## SET EXERCISE
Reproduce the listing below line for line, without changing a word, and omit the pictures from your copy.

## DATA FOR THIS TASK

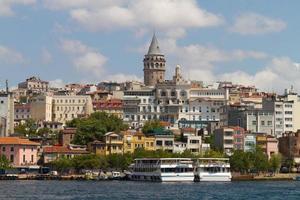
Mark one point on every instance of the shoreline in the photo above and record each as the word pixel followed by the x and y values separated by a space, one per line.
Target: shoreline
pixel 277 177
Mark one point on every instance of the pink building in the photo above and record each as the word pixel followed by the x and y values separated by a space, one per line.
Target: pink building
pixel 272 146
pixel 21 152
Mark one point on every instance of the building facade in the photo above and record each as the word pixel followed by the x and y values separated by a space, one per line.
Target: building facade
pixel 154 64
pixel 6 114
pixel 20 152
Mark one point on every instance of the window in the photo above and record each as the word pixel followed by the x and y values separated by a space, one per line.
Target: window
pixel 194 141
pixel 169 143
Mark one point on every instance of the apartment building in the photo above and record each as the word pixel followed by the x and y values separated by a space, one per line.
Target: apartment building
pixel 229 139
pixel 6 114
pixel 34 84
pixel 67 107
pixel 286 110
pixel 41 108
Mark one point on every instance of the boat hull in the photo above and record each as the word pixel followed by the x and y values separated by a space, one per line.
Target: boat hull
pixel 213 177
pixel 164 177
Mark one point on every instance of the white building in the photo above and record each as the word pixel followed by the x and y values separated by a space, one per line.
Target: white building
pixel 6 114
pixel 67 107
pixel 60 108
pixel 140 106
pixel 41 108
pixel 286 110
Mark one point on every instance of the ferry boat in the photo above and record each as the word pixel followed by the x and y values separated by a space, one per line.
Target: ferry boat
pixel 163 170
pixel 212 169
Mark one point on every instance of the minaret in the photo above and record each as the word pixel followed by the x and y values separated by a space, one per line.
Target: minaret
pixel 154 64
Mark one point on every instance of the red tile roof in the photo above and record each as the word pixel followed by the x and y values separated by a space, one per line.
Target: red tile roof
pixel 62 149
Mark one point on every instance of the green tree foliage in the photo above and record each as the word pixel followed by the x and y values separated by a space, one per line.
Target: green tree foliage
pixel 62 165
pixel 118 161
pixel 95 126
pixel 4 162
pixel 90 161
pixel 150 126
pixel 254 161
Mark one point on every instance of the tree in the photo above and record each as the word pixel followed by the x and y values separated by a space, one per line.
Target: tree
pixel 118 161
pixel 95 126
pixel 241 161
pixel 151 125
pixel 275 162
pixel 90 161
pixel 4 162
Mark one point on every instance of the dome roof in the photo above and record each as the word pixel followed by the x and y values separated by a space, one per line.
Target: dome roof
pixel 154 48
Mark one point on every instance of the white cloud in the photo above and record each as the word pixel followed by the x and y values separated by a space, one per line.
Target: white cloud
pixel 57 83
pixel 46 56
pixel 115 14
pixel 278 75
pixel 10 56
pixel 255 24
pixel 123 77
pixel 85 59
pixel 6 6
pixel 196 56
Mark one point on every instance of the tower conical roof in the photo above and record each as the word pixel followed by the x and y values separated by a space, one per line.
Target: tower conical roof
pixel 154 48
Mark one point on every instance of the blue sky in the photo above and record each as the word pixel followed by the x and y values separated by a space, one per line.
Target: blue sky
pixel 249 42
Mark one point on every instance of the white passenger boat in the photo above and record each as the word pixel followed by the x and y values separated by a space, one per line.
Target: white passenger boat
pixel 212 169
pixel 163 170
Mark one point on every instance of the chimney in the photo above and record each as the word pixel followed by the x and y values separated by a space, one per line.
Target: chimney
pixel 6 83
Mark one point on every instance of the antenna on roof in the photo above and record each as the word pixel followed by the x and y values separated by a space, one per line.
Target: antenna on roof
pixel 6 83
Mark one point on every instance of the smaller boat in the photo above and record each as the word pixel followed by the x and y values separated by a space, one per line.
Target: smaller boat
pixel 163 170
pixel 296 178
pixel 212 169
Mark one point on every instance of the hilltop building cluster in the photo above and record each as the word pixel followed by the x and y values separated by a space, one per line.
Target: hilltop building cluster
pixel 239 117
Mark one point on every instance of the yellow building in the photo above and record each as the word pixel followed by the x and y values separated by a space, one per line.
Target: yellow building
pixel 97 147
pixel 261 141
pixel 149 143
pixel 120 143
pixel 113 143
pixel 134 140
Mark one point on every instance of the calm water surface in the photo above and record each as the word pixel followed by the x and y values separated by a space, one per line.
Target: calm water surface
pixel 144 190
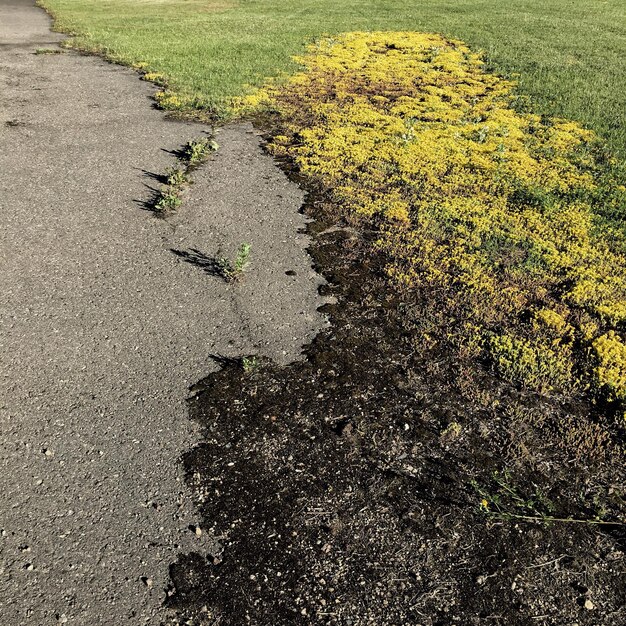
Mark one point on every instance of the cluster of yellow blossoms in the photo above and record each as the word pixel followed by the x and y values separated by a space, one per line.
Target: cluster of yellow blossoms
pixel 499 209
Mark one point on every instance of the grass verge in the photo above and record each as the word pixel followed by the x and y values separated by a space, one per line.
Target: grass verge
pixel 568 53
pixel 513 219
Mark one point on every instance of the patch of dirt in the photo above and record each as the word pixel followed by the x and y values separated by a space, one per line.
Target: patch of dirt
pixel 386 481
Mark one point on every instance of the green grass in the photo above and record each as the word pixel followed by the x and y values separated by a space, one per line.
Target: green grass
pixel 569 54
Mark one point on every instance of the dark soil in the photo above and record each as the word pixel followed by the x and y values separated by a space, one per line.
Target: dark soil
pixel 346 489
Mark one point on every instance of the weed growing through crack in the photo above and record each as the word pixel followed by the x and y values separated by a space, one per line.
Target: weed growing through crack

## TASK ANSWER
Mark one point on every instance of the shoreline in the photo above and record each as the word pixel followed by the x and y values separated by a space, one per line.
Target: shoreline
pixel 277 177
Mark one point on every instance of the pink building in the photo above and record each as the word pixel followed by the x and y values separated by a space, one per line.
Target: pink building
pixel 272 146
pixel 21 152
Mark one point on every instance of the building facade in the photo above and record each as the word pixel followed by the x and y values separated by a space, one per line.
Target: building facade
pixel 154 64
pixel 6 114
pixel 20 152
Mark one point on every instance of the window in the photo above and record each as the word pixel followed by the x and y values separated by a space, one per line.
Target: window
pixel 194 141
pixel 169 143
Mark one point on every instance of the apartment building in the photo above and record each as the word pixel followed by the x and y values separated by a space, one per line.
Target: apartment building
pixel 229 139
pixel 6 114
pixel 34 84
pixel 67 107
pixel 286 110
pixel 41 108
Mark one point on every instance of the boat hull in the photo above and record each as the word pixel followed by the x and y values separated by a space, one per line.
Target: boat hull
pixel 213 177
pixel 164 177
Mark one point on every instance of the white building in the photo above and record each as the word pixel followed by the x and y values separated by a space, one per line.
Target: white building
pixel 6 114
pixel 67 107
pixel 60 108
pixel 140 106
pixel 41 108
pixel 286 110
Mark one point on every instance of the ferry boat in the photo above and record each as the word pixel followed by the x and y values separated by a space, one per line.
Target: ferry boat
pixel 163 170
pixel 212 169
Mark one point on every instance of the minaret in the photo above and record each as the word pixel followed by the x and y values separated by a space, one per line.
Target: minaret
pixel 154 64
Mark one point on every instance of the red tile roof in the photo above and record each as the word pixel followed by the x and y values separated by a space, one per line.
Target: red tile roof
pixel 62 149
Mark one point on every instance of the green tree foliage in the photo above and record each as the word pixel followed by the x and y values separated by a space, one per line.
Target: green tree foliage
pixel 62 165
pixel 118 161
pixel 95 126
pixel 4 162
pixel 90 161
pixel 150 126
pixel 254 161
Mark one point on every instance of the tree in the photo above and record each as the word pixel followed by the x and y values separated by a space, one per line.
Target: tree
pixel 118 161
pixel 95 126
pixel 241 161
pixel 151 125
pixel 275 162
pixel 90 161
pixel 4 162
Mark one point on every instance of the dome roof in the photo above and record each as the word pixel followed by the x and y values separated by a space, one per line.
Target: dome roof
pixel 154 48
Mark one point on every instance of the white cloud in the photo above and record each as the word pixel followed by the x and y values separated by a space, one per line.
Target: white cloud
pixel 57 83
pixel 46 56
pixel 115 14
pixel 278 75
pixel 10 56
pixel 255 24
pixel 123 77
pixel 85 59
pixel 6 6
pixel 196 56
Mark one point on every instance of the tower conical roof in the photo above and record each as the word pixel followed by the x and y values separated by a space, one per line.
Target: tower conical roof
pixel 154 48
Mark one point on every instance of the blue sky in the photo above and record each as the word pixel followed by the x and y values separated by a space, one per line.
Target: blue sky
pixel 249 42
Mark one point on every instance of the white passenger boat in the photo above and record each as the word pixel followed by the x and y values separated by a space, one per line.
Target: white passenger boat
pixel 212 169
pixel 163 170
Mark one point on every instance of the chimney in the photo above and record each as the word pixel followed by the x and y values separated by a space, one per line.
Target: chimney
pixel 6 83
Mark one point on every instance of the antenna on roof in the photo above and record each as the word pixel followed by the x and y values separated by a space, one per line.
Target: antenna on roof
pixel 6 83
Mark one point on every instance of the smaller boat in the photo above and record each as the word pixel followed by the x and y values separated by a space, one per line.
Target: smaller boat
pixel 163 170
pixel 296 178
pixel 212 169
Mark one point on every instance of the hilltop building cluster in the photo above and record each as the word pixel followed by the x and y values separated by a space, one per line.
Target: hilltop building cluster
pixel 239 117
Mark one point on every instance of the yellow building in the photo above and record each as the word pixel followed by the x and y values separated by a space, one per line.
Target: yellow building
pixel 97 147
pixel 261 141
pixel 149 143
pixel 120 143
pixel 113 143
pixel 134 140
Mark one point on every instance of the calm water surface in the photo above and record each as the word pixel followed by the x and y values separated by a space, one per line.
Target: calm water surface
pixel 144 190
Mark one point on every instance of the cluster of yellow blossoms in the photo above and record each as the word pixel followed by the x and y values separated by a space, one per line.
Target: cluster of yellow blossoms
pixel 499 209
Mark one point on every instance of the grass verge in the photo above and record each as the word pixel followed by the x and y values separated by a space, one per line.
Target: grass verge
pixel 568 53
pixel 513 219
Mark one point on every instance of the patch of dirt in the photo above and record each as the word pixel followed by the x and y values separated by a space, one per line.
Target: patch of dirt
pixel 386 481
Mark one point on every instance of the green grass in the photo above and record each as the word pixel followed by the x and y values separated by a space, one per line.
Target: green grass
pixel 569 54
Mark one point on every instance of the dark soil in the photo above and record each as the word pixel followed by the x and y values separated by a space, one per line.
Target: dark soil
pixel 346 489
Mark one point on every instance of the weed growing through crack in the photo above and record each as the word pixel followed by the x and y values separated by a space, one per line.
Target: weed growing through crack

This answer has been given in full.